**PROBLEM:**
Copy the entries starting with the line that contains "I bet you can find the dark" and going on through the line that contains "273;25;294;167", including the requests unchanged. Shift every bounding box coordinate in the answers up by 141.

**DATA LISTING:**
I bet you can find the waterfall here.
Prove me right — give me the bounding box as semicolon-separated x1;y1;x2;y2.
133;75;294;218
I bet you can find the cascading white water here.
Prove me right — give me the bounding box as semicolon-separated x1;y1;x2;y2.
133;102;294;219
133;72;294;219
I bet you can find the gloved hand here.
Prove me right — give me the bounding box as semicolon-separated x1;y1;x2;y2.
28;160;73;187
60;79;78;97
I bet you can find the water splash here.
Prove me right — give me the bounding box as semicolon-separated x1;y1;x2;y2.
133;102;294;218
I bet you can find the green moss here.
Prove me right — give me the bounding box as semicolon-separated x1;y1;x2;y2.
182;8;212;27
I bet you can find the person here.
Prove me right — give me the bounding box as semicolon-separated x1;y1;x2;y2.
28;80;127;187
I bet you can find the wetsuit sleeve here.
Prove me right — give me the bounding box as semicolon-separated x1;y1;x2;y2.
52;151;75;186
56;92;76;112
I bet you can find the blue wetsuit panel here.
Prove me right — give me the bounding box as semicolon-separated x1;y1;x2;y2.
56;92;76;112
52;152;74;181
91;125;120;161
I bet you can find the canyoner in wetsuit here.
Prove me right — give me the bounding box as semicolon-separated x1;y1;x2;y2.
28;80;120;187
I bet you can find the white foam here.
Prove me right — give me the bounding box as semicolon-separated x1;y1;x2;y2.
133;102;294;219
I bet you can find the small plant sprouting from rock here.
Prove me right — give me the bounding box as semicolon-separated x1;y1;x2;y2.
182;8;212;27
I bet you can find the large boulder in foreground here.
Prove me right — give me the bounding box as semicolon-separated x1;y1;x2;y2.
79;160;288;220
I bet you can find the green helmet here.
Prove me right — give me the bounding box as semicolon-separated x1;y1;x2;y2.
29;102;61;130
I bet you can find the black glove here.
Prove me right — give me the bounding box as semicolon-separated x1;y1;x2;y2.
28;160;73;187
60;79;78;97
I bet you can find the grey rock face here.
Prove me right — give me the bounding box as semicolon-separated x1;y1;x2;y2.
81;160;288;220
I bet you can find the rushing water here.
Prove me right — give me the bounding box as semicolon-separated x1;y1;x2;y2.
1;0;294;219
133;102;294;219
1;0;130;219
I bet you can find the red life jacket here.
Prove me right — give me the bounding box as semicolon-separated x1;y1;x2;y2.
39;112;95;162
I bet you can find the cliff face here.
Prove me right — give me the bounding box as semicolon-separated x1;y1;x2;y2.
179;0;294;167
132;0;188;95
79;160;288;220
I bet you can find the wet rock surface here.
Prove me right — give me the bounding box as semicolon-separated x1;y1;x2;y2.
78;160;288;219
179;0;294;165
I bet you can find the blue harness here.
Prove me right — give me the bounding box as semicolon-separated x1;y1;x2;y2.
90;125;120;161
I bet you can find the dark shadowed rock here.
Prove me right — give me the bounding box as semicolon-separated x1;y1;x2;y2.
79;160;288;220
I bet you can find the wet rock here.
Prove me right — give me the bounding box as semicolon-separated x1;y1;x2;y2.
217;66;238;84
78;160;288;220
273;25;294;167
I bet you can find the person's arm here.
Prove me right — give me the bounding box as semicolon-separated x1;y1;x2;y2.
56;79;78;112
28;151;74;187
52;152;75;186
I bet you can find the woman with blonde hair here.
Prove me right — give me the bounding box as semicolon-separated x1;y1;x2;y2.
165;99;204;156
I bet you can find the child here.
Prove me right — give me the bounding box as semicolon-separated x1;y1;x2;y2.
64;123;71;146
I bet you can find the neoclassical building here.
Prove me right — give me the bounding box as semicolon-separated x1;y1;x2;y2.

**EXERCISE RESULT:**
I bet you can find the dark shadowed rock here.
Prove me right — give me the bounding box as semicolon-separated x1;y1;x2;y2.
220;301;429;361
I bet you can find the wet rock here.
Prove me right — give me the bounding box as semicolon-separated x1;y1;x2;y2.
358;207;379;225
219;301;429;361
414;166;435;308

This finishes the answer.